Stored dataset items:
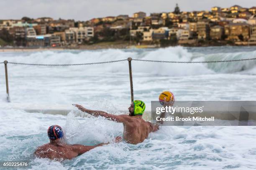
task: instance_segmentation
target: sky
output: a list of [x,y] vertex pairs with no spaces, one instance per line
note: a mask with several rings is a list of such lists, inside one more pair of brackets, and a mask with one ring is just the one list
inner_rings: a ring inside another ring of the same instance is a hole
[[132,16],[141,11],[149,15],[172,12],[176,3],[182,11],[210,10],[215,6],[256,6],[256,0],[0,0],[0,19],[20,19],[27,16],[85,21],[120,14]]

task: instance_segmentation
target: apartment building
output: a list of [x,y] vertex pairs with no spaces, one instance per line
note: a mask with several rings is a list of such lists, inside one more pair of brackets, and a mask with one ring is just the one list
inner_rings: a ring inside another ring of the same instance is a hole
[[177,31],[177,37],[179,40],[188,40],[191,36],[191,32],[189,29],[179,29]]
[[252,14],[256,14],[256,7],[253,7],[249,8],[248,11]]
[[220,25],[215,25],[211,28],[210,37],[212,40],[220,40],[224,35],[224,28]]
[[232,6],[230,8],[230,11],[231,13],[238,13],[240,11],[240,10],[243,8],[241,6],[239,5],[235,5]]
[[67,45],[71,45],[76,42],[76,33],[72,30],[65,30],[65,43]]
[[221,8],[219,7],[214,7],[212,8],[211,9],[212,10],[212,12],[213,13],[215,12],[221,12]]
[[249,25],[246,23],[232,23],[225,25],[225,33],[226,40],[234,41],[247,41],[249,38]]
[[250,38],[248,41],[249,45],[256,45],[256,25],[250,26]]
[[[81,44],[85,40],[88,40],[94,36],[94,29],[92,27],[79,27],[78,28],[73,27],[69,28],[69,30],[74,32],[75,35],[75,42],[78,44]],[[66,33],[65,33],[66,34]],[[72,34],[67,34],[68,37],[71,38]],[[67,41],[67,36],[66,39]],[[72,41],[71,41],[72,42]]]
[[28,36],[36,35],[36,30],[33,27],[26,28],[25,28],[25,33],[26,37],[28,37]]
[[40,24],[33,27],[36,34],[38,35],[45,35],[46,34],[46,26],[44,24]]
[[134,13],[133,16],[133,17],[135,18],[143,18],[146,17],[146,13],[143,12],[138,12]]
[[208,22],[198,22],[197,25],[197,28],[198,39],[205,40],[209,38],[210,26]]
[[153,29],[143,32],[143,40],[144,41],[151,41],[153,40]]

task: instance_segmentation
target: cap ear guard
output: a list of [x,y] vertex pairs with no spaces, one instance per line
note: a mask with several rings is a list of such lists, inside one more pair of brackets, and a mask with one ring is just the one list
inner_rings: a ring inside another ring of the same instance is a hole
[[133,115],[142,115],[146,108],[145,103],[141,100],[136,100],[133,101],[133,104],[134,105]]

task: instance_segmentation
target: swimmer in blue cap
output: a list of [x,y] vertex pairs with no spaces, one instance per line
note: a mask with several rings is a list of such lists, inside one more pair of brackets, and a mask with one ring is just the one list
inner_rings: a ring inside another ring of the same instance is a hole
[[87,109],[79,105],[73,105],[82,111],[94,116],[102,116],[110,120],[123,123],[123,139],[128,143],[137,144],[143,142],[149,133],[159,129],[158,124],[146,121],[142,118],[146,104],[141,100],[136,100],[131,104],[128,108],[129,115],[112,115],[102,111]]
[[[58,160],[71,159],[96,147],[110,143],[109,142],[102,143],[95,146],[67,144],[62,140],[64,137],[63,131],[61,128],[58,125],[50,126],[47,134],[50,142],[36,149],[34,154],[37,157]],[[121,137],[117,137],[114,142],[118,142],[121,140]]]

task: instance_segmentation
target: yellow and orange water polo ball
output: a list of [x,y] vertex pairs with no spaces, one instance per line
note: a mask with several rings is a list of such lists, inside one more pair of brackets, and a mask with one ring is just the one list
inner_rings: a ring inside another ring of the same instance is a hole
[[166,101],[169,102],[170,101],[174,102],[175,98],[173,94],[169,91],[165,91],[161,93],[159,96],[159,102],[160,104],[164,105],[164,98],[166,98]]

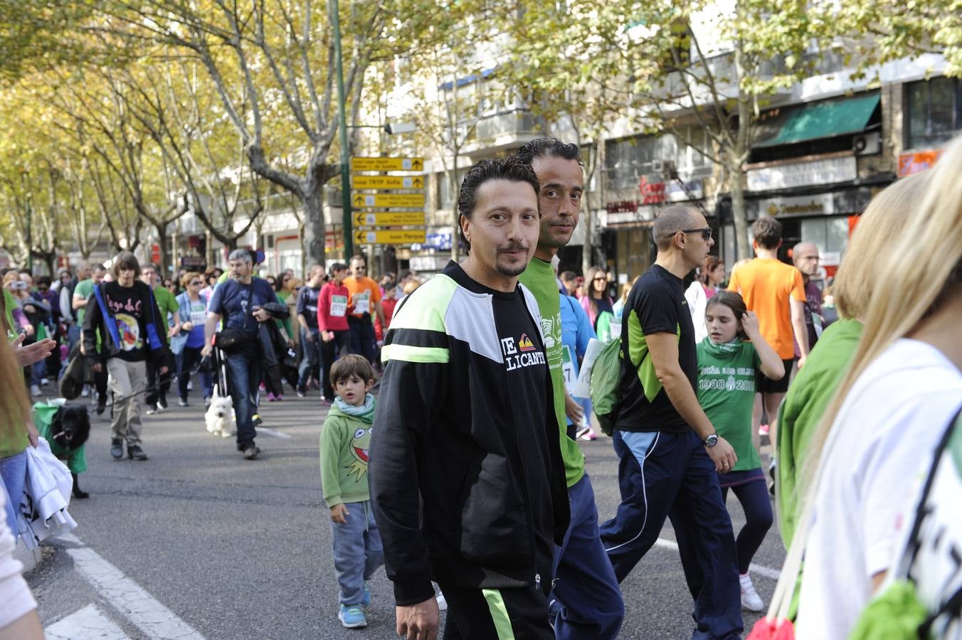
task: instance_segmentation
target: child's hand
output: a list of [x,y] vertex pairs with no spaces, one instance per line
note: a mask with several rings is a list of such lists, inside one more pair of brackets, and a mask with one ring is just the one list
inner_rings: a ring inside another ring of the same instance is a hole
[[761,332],[758,329],[758,316],[755,315],[754,311],[746,311],[742,314],[742,331],[752,341],[761,335]]
[[350,514],[347,513],[347,507],[343,504],[335,505],[331,507],[331,520],[339,525],[346,525],[348,515]]

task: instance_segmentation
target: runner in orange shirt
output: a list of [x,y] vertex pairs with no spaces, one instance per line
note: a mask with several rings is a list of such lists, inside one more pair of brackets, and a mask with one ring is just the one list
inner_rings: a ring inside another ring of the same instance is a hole
[[[805,328],[805,287],[801,272],[778,259],[781,246],[781,224],[774,218],[762,216],[751,225],[751,242],[755,259],[732,272],[729,291],[738,291],[749,311],[758,316],[762,337],[772,345],[785,364],[785,376],[780,380],[763,379],[756,391],[762,394],[762,404],[769,416],[769,437],[772,451],[777,435],[778,405],[788,391],[789,377],[795,363],[793,334],[798,343],[798,368],[808,357],[808,330]],[[756,401],[757,403],[757,401]],[[755,420],[758,424],[758,419]]]
[[381,287],[367,277],[367,263],[364,256],[351,258],[351,277],[344,279],[344,286],[350,293],[347,308],[347,324],[351,330],[351,352],[360,354],[374,362],[374,325],[370,319],[371,309],[377,314],[381,326],[385,326],[384,310],[381,308]]

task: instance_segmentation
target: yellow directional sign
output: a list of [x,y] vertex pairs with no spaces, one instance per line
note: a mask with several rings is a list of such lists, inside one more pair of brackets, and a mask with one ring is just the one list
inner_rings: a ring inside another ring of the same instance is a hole
[[424,177],[352,176],[351,185],[356,189],[419,189],[424,186]]
[[394,227],[423,224],[423,211],[389,211],[386,213],[358,211],[354,214],[355,227]]
[[377,195],[365,195],[355,193],[351,196],[351,204],[355,208],[376,207],[424,207],[423,193],[378,193]]
[[423,229],[413,231],[359,231],[354,232],[354,241],[358,244],[410,244],[423,243],[426,233]]
[[423,158],[351,158],[351,171],[420,171]]

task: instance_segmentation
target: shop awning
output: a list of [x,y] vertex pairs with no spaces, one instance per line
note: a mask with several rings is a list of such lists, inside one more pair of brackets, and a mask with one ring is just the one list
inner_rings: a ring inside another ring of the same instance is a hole
[[[865,131],[878,107],[878,92],[854,98],[822,100],[781,109],[762,117],[754,147],[794,144],[820,137],[834,137]],[[771,111],[770,111],[771,112]]]

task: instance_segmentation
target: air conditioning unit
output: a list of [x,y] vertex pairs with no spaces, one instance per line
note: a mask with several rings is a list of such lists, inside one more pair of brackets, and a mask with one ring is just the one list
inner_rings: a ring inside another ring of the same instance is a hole
[[872,156],[882,153],[882,135],[877,131],[859,134],[851,138],[851,150],[856,156]]

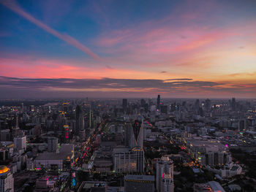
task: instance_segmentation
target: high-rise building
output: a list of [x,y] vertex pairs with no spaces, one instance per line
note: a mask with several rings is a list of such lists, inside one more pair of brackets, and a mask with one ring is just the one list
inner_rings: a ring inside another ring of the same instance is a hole
[[123,99],[123,104],[122,104],[122,106],[123,106],[124,112],[126,112],[126,111],[127,111],[127,105],[128,105],[127,99]]
[[83,111],[80,106],[78,105],[75,109],[75,134],[78,135],[79,131],[84,128]]
[[160,95],[157,96],[157,110],[160,110]]
[[94,112],[90,110],[89,111],[89,128],[94,127]]
[[236,108],[236,98],[232,98],[232,102],[231,102],[231,107],[232,110],[235,111]]
[[[64,126],[64,129],[65,132],[65,140],[67,141],[69,138],[69,126],[67,125]],[[79,133],[78,133],[79,134]]]
[[154,177],[151,175],[127,174],[124,176],[125,192],[154,192]]
[[168,156],[162,156],[157,164],[158,192],[173,192],[173,163]]
[[141,148],[118,147],[113,150],[114,170],[116,172],[140,172],[144,171],[144,151]]
[[206,100],[206,110],[209,111],[211,110],[211,100],[207,99]]
[[80,142],[84,142],[86,140],[86,130],[85,129],[83,128],[83,129],[80,130],[79,137],[80,137]]
[[13,192],[13,176],[6,166],[0,166],[0,192]]
[[16,150],[25,150],[26,149],[26,137],[18,136],[14,138],[14,147]]
[[57,152],[58,138],[49,137],[48,139],[48,152]]
[[143,120],[141,123],[135,121],[132,126],[128,124],[127,137],[129,139],[129,144],[131,148],[135,147],[143,148]]

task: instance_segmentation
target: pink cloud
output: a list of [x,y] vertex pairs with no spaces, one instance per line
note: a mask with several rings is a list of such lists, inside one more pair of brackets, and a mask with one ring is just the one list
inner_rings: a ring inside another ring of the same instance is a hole
[[0,1],[3,5],[6,6],[13,12],[16,12],[17,14],[20,15],[20,16],[23,17],[24,18],[27,19],[30,22],[33,23],[38,27],[42,28],[45,31],[48,32],[49,34],[51,34],[52,35],[55,36],[56,37],[66,42],[67,43],[77,47],[78,50],[83,51],[83,53],[86,53],[87,55],[90,55],[94,59],[100,60],[99,57],[94,53],[90,49],[86,47],[83,44],[80,43],[77,39],[75,38],[67,35],[67,34],[61,34],[59,33],[57,31],[54,30],[53,28],[49,27],[48,26],[42,23],[41,21],[37,20],[34,18],[32,15],[25,12],[15,1],[10,0],[10,1]]

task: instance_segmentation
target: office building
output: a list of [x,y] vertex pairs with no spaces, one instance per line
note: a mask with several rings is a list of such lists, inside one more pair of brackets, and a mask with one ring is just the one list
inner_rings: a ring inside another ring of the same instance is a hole
[[0,192],[14,192],[13,176],[6,166],[0,166]]
[[168,156],[162,156],[157,163],[156,177],[158,192],[173,192],[173,163]]
[[78,135],[79,131],[84,128],[83,111],[80,106],[78,105],[75,109],[75,134]]
[[123,99],[122,106],[123,106],[124,112],[127,111],[127,104],[128,104],[127,99]]
[[144,171],[144,151],[141,148],[117,147],[113,149],[114,170],[116,172],[140,172]]
[[157,96],[157,110],[160,110],[160,95]]
[[56,153],[58,150],[58,139],[56,137],[49,137],[48,139],[48,152]]
[[26,137],[18,136],[14,138],[14,147],[16,150],[24,150],[26,149]]
[[125,192],[154,192],[154,177],[151,175],[133,175],[124,176]]

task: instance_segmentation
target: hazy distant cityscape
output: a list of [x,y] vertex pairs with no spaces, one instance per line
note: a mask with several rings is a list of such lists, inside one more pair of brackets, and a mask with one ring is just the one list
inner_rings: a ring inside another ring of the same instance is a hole
[[256,192],[256,0],[0,0],[0,192]]
[[256,100],[1,100],[1,191],[253,191]]

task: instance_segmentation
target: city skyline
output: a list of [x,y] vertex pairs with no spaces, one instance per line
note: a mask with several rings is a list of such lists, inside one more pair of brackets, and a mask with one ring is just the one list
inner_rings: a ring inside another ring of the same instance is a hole
[[255,1],[0,1],[0,99],[255,98]]

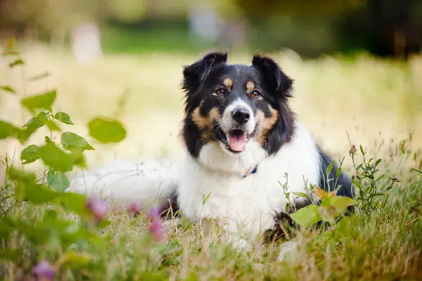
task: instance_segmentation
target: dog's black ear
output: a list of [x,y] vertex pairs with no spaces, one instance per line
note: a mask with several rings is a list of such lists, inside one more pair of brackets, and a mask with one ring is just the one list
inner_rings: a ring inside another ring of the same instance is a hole
[[183,70],[182,89],[188,93],[196,91],[212,68],[224,64],[226,61],[227,53],[210,53],[196,63],[186,66]]
[[286,98],[292,96],[290,90],[293,81],[281,71],[272,59],[255,55],[252,60],[252,65],[262,73],[269,89],[273,91],[278,97]]

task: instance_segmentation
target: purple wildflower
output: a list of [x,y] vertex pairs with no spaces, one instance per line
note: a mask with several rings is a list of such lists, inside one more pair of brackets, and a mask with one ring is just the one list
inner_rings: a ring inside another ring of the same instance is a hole
[[87,208],[88,208],[94,214],[94,218],[96,221],[102,219],[107,214],[107,204],[98,198],[89,198],[87,201]]
[[139,215],[141,213],[141,205],[136,202],[133,202],[129,207],[129,210],[135,215]]
[[160,214],[161,214],[161,209],[160,209],[160,207],[153,207],[151,208],[150,208],[150,209],[148,211],[148,216],[150,217],[150,218],[154,220],[157,218],[160,218]]
[[156,217],[153,219],[149,225],[150,233],[156,241],[162,238],[162,219],[160,217]]
[[34,275],[40,280],[52,280],[54,276],[54,269],[46,261],[42,261],[32,269]]

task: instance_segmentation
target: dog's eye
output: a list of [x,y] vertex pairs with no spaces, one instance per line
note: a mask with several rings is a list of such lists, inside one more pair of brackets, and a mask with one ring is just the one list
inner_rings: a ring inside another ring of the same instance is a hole
[[250,96],[254,98],[257,98],[261,96],[261,93],[260,93],[259,91],[255,90],[250,93]]
[[217,95],[225,95],[227,93],[227,91],[225,89],[221,88],[215,90],[215,93]]

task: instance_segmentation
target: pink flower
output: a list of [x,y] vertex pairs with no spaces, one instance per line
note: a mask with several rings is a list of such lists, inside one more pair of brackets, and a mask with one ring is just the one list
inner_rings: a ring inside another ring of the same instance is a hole
[[34,266],[32,272],[39,280],[52,280],[54,276],[54,269],[46,261],[42,261]]
[[136,202],[133,202],[129,207],[129,210],[134,215],[139,215],[141,213],[141,205]]
[[160,240],[163,236],[162,219],[160,217],[153,219],[149,225],[149,231],[156,241]]
[[107,204],[98,198],[91,197],[87,201],[87,208],[94,214],[94,218],[96,221],[100,221],[107,214]]
[[150,218],[152,218],[153,220],[157,218],[160,218],[160,214],[161,209],[156,206],[150,208],[150,209],[148,211],[148,216],[149,216]]

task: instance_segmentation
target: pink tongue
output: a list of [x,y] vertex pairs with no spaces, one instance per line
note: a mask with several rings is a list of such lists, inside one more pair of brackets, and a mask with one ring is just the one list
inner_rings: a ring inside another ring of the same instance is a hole
[[243,151],[246,148],[248,138],[244,133],[241,135],[231,135],[228,133],[226,137],[229,141],[229,146],[230,146],[231,150]]

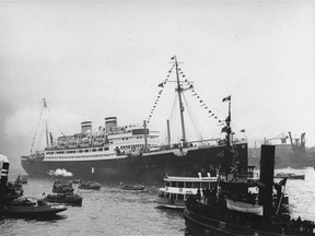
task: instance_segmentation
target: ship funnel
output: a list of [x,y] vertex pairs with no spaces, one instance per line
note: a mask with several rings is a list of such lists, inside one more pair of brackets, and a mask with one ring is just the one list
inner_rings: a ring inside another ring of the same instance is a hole
[[105,118],[105,129],[106,132],[109,132],[113,130],[113,128],[117,127],[117,117],[106,117]]
[[260,182],[259,204],[264,205],[264,215],[270,214],[272,206],[273,188],[273,168],[275,168],[275,145],[261,145],[260,155]]
[[2,162],[0,189],[2,192],[4,192],[7,188],[7,182],[8,182],[9,161],[7,156],[1,155],[1,154],[0,154],[0,161]]
[[84,134],[86,132],[92,133],[92,121],[83,121],[81,122],[81,132]]

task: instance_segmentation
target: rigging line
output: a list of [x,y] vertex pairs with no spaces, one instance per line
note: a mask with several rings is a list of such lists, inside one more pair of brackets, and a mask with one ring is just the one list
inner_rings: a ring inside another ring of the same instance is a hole
[[[187,101],[186,101],[187,103]],[[187,107],[188,107],[188,110],[191,110],[191,117],[194,118],[195,122],[196,122],[196,126],[197,126],[197,131],[199,132],[199,139],[202,140],[202,135],[203,137],[207,137],[206,133],[203,132],[203,128],[202,126],[200,125],[199,120],[198,120],[198,117],[195,115],[194,110],[190,109],[190,106],[189,104],[187,103]]]
[[[175,109],[176,104],[177,104],[177,94],[175,93],[175,97],[173,99],[172,113],[171,113],[171,117],[170,117],[170,130],[171,131],[172,131],[172,127],[173,127],[172,122],[174,122],[173,117],[174,117],[174,114],[177,110],[177,109]],[[171,135],[171,139],[172,139],[172,135]],[[163,132],[163,135],[162,135],[162,140],[165,143],[167,142],[167,127],[166,127],[166,129],[164,129],[164,132]]]
[[192,125],[195,127],[194,131],[195,133],[197,134],[197,137],[199,138],[199,140],[202,139],[202,133],[201,133],[201,130],[200,130],[200,126],[199,126],[199,122],[198,122],[198,119],[195,117],[195,114],[192,113],[187,99],[186,99],[186,96],[183,94],[183,97],[184,97],[184,102],[187,106],[187,110],[188,110],[188,114],[190,116],[190,119],[192,121]]

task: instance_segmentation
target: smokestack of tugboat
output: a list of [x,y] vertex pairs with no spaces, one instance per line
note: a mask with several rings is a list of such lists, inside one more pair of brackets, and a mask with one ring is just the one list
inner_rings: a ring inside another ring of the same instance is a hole
[[86,132],[92,132],[92,121],[83,121],[81,122],[81,132],[86,133]]
[[5,191],[7,188],[7,182],[8,182],[8,174],[9,174],[9,161],[7,156],[0,155],[0,160],[2,160],[2,169],[1,169],[1,184],[0,184],[0,189],[2,192]]
[[261,145],[259,204],[264,205],[264,215],[271,214],[275,168],[275,145]]

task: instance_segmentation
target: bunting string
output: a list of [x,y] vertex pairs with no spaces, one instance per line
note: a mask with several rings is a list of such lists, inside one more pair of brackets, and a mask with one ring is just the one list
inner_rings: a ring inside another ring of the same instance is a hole
[[148,116],[147,119],[145,119],[147,123],[150,123],[150,121],[151,121],[151,118],[152,118],[152,116],[153,116],[153,114],[154,114],[154,111],[155,111],[155,107],[156,107],[156,105],[158,105],[158,103],[159,103],[159,101],[160,101],[160,98],[161,98],[161,95],[162,95],[162,93],[163,93],[163,91],[164,91],[165,84],[167,83],[168,78],[170,78],[171,73],[173,72],[174,68],[175,68],[175,63],[174,63],[174,64],[172,66],[172,68],[168,70],[168,73],[167,73],[167,75],[166,75],[166,79],[165,79],[162,83],[160,83],[160,84],[158,85],[159,87],[161,87],[161,90],[159,91],[159,95],[158,95],[158,97],[155,98],[154,105],[152,106],[152,108],[151,108],[151,110],[150,110],[150,114],[149,114],[149,116]]

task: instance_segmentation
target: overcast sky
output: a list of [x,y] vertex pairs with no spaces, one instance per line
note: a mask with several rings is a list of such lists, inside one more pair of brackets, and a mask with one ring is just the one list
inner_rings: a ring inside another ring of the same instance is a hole
[[[315,145],[315,2],[1,1],[0,34],[0,153],[13,163],[30,153],[43,97],[66,134],[86,119],[142,122],[174,55],[218,117],[232,95],[240,138],[306,132]],[[172,107],[166,94],[159,103]],[[161,133],[166,111],[152,116]],[[203,115],[206,133],[220,135]]]

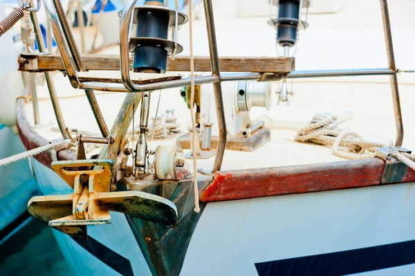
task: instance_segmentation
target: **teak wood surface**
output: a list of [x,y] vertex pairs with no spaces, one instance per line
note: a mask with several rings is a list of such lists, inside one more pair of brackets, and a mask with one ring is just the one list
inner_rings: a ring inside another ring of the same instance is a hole
[[[118,55],[84,55],[82,61],[88,71],[120,71],[120,56]],[[64,71],[60,55],[47,54],[37,55],[37,69],[26,70],[24,62],[19,59],[19,70],[31,72]],[[294,57],[221,57],[221,72],[257,72],[286,73],[295,70]],[[194,71],[210,72],[209,57],[194,57]],[[190,57],[176,56],[167,61],[167,71],[190,72]]]

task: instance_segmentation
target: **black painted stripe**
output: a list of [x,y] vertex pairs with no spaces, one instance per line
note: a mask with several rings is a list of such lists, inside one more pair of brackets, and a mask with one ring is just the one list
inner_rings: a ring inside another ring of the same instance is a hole
[[105,246],[91,236],[88,236],[87,240],[78,239],[73,239],[73,240],[100,261],[122,275],[134,275],[129,259]]
[[259,276],[347,275],[415,264],[415,240],[255,264]]

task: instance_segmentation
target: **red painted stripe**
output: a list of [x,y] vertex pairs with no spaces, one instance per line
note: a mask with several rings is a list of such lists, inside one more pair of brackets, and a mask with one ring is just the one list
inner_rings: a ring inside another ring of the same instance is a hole
[[[202,192],[202,202],[302,194],[380,185],[380,158],[241,171],[219,172]],[[403,182],[415,181],[408,169]]]

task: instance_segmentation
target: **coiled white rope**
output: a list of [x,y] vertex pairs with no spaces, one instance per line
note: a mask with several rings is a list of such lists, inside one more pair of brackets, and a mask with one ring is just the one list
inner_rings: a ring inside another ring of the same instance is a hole
[[42,152],[50,151],[53,148],[55,148],[54,144],[48,144],[45,145],[44,146],[39,147],[36,149],[30,149],[30,151],[22,152],[21,154],[15,154],[12,156],[1,159],[0,160],[0,167],[6,166],[7,165],[19,161],[23,159],[28,158],[29,157],[32,157],[35,155],[42,154]]
[[[297,131],[294,140],[331,146],[334,155],[349,160],[371,158],[376,156],[376,148],[392,146],[391,142],[382,144],[367,141],[355,131],[340,128],[337,120],[337,116],[333,114],[315,114],[308,125]],[[415,170],[414,156],[406,152],[391,155]]]
[[199,142],[197,134],[196,132],[196,120],[194,118],[194,109],[193,104],[194,102],[194,58],[193,56],[193,15],[192,12],[192,2],[189,1],[189,50],[190,54],[190,80],[191,80],[191,93],[190,93],[190,116],[192,117],[192,134],[193,134],[193,147],[192,147],[192,156],[193,156],[193,187],[194,190],[194,212],[199,213],[201,212],[199,203],[199,188],[197,185],[197,158],[196,155],[196,142]]

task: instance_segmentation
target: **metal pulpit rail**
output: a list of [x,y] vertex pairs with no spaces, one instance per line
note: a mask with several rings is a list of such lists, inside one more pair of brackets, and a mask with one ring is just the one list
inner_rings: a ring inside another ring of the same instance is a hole
[[[146,84],[133,83],[130,78],[130,64],[129,56],[129,35],[131,33],[132,15],[137,0],[128,0],[121,14],[120,33],[120,68],[121,71],[121,82],[105,82],[102,78],[89,78],[88,80],[81,82],[78,78],[78,71],[87,71],[83,63],[80,52],[75,44],[73,36],[70,30],[69,25],[63,12],[63,10],[59,0],[44,0],[48,18],[50,21],[52,28],[55,37],[57,47],[59,50],[61,58],[64,69],[68,77],[71,85],[75,89],[85,90],[94,115],[100,128],[103,134],[107,134],[105,131],[106,125],[102,118],[101,111],[96,100],[94,100],[93,90],[112,92],[127,92],[141,93],[157,89],[165,89],[174,87],[189,86],[191,84],[190,77],[183,77],[175,80],[163,80],[160,82]],[[351,75],[389,75],[391,76],[391,91],[393,96],[393,104],[396,125],[397,136],[396,145],[402,145],[403,140],[403,127],[402,114],[400,111],[400,103],[399,100],[399,91],[397,81],[397,69],[395,64],[391,27],[387,8],[387,0],[380,0],[382,7],[382,15],[383,17],[383,26],[386,42],[386,48],[389,61],[389,68],[363,68],[363,69],[346,69],[346,70],[327,70],[327,71],[292,71],[284,73],[252,73],[250,71],[239,73],[221,73],[219,66],[219,57],[217,50],[216,39],[216,31],[213,16],[213,8],[212,0],[203,1],[205,8],[205,17],[208,29],[208,37],[210,48],[210,60],[212,74],[194,77],[195,84],[214,84],[214,93],[216,113],[218,118],[218,127],[219,129],[219,140],[218,144],[218,152],[214,164],[213,171],[218,171],[221,168],[222,159],[226,143],[226,125],[224,116],[224,108],[221,82],[222,81],[238,81],[238,80],[257,80],[257,81],[277,81],[282,78],[297,78],[297,77],[338,77]],[[176,15],[177,17],[177,12]],[[176,19],[177,24],[177,18]],[[176,42],[177,33],[174,34],[174,39]],[[240,58],[241,60],[243,57]],[[114,69],[113,69],[114,70]],[[117,70],[116,68],[115,70]],[[129,101],[127,101],[129,102]],[[122,107],[127,109],[127,107]],[[124,122],[122,123],[124,123]],[[108,135],[104,135],[107,137]]]

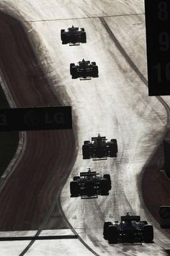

What the task requires: Pull out each line of the records above that contains the word "black", and list those lines.

Solution to this task:
target: dog's black ear
target: **black painted stripe**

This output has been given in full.